Object location annotation data
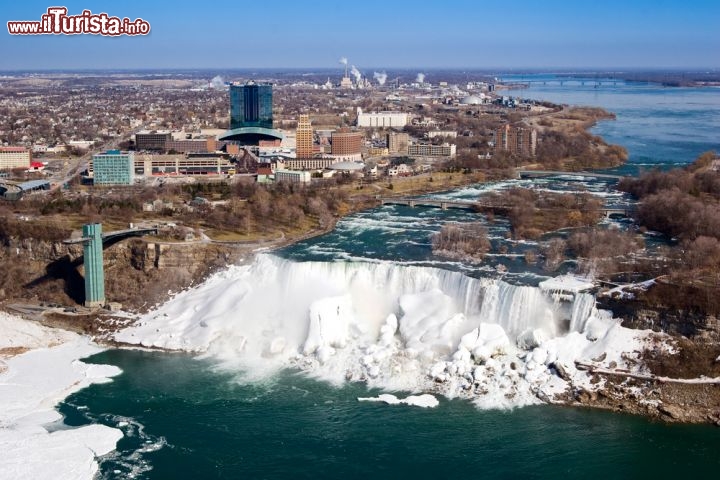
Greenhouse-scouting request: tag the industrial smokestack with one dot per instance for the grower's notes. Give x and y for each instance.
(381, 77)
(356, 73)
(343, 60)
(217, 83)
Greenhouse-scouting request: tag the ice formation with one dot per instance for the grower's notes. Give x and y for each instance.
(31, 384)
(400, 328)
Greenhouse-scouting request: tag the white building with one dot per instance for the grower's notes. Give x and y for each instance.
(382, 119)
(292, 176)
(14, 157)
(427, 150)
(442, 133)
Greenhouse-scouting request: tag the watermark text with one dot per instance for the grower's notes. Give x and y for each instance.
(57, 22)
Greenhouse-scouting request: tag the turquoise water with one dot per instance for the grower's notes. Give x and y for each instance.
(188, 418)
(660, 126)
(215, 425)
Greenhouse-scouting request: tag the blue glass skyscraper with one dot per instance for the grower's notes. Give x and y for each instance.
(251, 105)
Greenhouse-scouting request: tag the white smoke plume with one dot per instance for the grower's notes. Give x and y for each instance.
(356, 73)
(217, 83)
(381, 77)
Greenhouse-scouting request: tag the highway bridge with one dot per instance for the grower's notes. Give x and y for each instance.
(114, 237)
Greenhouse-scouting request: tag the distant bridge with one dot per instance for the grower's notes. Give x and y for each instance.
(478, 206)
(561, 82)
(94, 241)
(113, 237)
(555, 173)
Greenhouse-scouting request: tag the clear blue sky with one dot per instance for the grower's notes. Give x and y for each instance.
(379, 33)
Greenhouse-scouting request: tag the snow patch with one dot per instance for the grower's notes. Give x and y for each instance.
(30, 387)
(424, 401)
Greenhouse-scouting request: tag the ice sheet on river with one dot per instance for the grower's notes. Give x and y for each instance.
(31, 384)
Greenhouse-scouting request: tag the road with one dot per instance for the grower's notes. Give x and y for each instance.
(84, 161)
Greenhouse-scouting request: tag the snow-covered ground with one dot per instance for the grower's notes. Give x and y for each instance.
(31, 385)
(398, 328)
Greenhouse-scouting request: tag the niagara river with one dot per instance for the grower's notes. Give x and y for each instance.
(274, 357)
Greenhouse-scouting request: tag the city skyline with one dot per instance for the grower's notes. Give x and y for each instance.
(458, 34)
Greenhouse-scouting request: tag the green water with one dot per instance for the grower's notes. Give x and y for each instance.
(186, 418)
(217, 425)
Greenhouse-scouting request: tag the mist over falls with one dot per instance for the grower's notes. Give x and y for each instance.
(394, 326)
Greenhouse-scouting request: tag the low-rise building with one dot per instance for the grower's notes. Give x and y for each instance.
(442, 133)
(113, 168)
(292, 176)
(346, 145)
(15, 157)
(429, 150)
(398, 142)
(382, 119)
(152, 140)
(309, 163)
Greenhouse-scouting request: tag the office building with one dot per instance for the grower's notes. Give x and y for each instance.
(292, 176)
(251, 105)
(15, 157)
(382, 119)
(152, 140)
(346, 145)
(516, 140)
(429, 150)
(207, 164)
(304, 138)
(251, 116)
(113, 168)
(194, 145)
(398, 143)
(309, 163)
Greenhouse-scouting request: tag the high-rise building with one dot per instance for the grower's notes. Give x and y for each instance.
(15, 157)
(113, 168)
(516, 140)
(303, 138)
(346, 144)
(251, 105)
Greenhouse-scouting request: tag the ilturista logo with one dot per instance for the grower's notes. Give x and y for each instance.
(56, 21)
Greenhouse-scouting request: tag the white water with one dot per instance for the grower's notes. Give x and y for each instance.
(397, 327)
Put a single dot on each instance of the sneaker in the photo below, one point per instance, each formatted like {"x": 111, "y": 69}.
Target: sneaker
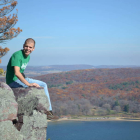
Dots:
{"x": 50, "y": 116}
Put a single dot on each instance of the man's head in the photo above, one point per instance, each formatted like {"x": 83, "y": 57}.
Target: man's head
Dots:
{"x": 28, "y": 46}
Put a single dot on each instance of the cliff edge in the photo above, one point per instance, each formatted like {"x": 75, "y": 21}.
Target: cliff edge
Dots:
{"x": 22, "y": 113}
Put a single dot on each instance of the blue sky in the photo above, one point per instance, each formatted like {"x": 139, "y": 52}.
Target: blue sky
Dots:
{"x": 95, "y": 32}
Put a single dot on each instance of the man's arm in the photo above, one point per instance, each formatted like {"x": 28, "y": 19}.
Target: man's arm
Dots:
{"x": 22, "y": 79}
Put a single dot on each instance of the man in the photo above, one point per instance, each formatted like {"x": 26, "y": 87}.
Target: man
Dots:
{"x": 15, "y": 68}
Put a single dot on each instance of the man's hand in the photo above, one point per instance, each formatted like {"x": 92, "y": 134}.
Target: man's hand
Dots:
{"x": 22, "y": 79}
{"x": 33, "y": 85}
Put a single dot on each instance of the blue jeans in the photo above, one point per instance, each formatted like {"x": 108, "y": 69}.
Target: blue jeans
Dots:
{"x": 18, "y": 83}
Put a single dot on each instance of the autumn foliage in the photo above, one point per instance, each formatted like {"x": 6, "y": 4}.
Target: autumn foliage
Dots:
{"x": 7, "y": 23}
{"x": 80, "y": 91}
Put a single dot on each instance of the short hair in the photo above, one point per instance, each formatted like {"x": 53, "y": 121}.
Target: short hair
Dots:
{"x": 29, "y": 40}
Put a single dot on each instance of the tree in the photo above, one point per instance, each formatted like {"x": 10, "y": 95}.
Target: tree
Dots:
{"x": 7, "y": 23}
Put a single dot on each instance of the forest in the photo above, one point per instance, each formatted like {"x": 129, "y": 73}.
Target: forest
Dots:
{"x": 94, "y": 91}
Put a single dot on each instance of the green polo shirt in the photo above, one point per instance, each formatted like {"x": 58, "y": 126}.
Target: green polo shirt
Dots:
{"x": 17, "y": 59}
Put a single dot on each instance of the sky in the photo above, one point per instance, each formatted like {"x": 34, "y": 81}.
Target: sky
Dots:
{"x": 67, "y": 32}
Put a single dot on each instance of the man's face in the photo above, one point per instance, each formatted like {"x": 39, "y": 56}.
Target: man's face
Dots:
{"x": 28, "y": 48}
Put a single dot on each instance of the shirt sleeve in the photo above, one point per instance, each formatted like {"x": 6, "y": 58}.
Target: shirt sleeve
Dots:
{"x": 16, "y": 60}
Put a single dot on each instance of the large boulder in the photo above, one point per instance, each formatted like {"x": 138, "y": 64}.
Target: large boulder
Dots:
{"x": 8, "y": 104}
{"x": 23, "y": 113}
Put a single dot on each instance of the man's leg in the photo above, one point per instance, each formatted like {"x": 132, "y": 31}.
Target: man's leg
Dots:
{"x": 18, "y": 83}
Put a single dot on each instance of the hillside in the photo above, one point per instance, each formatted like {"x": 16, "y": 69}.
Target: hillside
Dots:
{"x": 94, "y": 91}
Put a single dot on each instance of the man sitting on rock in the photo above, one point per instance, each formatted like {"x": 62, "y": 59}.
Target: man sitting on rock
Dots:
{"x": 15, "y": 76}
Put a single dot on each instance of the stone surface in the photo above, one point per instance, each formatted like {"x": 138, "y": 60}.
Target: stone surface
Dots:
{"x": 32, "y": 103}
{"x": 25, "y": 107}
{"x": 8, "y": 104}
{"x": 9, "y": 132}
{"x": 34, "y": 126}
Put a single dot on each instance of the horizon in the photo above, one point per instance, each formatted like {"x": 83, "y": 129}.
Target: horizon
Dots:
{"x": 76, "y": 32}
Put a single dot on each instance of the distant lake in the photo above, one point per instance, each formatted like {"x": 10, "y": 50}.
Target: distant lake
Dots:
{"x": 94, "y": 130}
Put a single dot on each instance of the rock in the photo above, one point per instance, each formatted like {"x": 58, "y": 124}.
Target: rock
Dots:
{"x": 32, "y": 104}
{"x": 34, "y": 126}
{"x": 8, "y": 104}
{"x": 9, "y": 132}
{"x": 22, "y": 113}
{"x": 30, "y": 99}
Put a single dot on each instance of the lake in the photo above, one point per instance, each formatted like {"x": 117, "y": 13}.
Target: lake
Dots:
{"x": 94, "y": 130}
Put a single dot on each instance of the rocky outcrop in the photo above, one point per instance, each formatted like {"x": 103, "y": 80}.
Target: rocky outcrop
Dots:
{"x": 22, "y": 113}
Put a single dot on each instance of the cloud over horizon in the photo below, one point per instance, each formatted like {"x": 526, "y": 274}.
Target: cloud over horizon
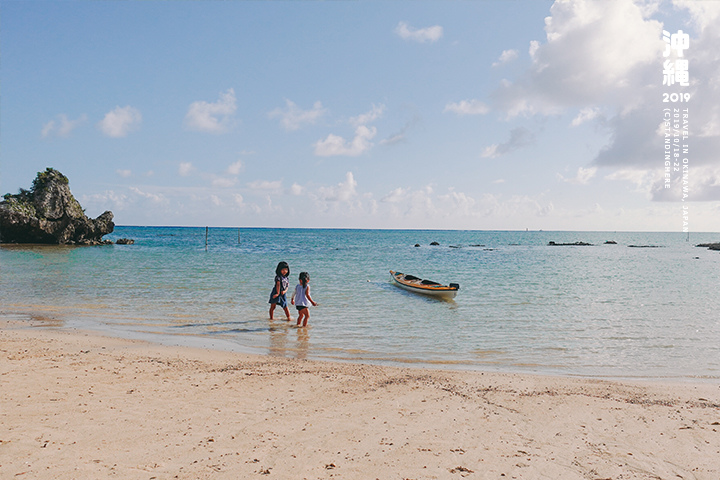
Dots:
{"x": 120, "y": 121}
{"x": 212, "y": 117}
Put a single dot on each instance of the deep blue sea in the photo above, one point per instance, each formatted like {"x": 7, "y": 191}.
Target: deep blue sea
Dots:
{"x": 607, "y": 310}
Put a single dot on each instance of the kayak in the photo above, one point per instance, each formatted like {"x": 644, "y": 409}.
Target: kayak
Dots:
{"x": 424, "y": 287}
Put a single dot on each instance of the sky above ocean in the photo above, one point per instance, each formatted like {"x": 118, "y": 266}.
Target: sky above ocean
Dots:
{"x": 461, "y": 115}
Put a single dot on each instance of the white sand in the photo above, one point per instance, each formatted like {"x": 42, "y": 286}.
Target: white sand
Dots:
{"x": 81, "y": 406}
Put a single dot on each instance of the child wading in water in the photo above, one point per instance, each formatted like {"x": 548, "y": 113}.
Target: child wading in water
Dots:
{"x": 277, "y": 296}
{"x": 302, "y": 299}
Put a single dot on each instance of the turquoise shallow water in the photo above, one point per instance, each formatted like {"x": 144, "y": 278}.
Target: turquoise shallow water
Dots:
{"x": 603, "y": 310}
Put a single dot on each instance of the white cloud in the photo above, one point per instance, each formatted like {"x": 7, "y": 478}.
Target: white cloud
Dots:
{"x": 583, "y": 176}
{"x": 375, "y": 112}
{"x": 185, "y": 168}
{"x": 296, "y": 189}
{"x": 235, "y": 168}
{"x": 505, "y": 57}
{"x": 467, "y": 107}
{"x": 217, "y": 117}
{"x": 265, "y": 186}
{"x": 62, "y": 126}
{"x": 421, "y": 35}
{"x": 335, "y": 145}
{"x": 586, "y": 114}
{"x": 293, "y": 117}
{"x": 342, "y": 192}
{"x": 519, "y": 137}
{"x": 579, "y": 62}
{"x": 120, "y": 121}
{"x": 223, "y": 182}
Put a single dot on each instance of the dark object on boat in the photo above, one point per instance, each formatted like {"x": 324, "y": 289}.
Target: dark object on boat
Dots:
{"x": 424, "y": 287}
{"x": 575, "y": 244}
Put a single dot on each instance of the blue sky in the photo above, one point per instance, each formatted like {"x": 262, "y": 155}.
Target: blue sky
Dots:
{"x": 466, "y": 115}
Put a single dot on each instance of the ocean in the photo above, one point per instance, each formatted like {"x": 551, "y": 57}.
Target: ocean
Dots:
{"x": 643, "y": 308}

Problem to work on.
Take the line with "Put a single dot on each instance of the dark" and all lines after it through the end of the records, and write them out exactly; include nothing else.

Reply to the task.
Put a single dot on each instance of the dark object on boat in the photo above, one point per instance, each formatted like {"x": 324, "y": 289}.
Target: dark object on boat
Dots:
{"x": 424, "y": 287}
{"x": 575, "y": 244}
Put a single dot on each instance of the blue sky in the photo above, one point per instance, each formatted like {"x": 262, "y": 155}.
Target: blue sky
Dots:
{"x": 466, "y": 115}
Put a single dot on each instance of the ocean in the photo above, one point per instance, each formatted like {"x": 551, "y": 57}.
Target: ocean
Dots:
{"x": 643, "y": 308}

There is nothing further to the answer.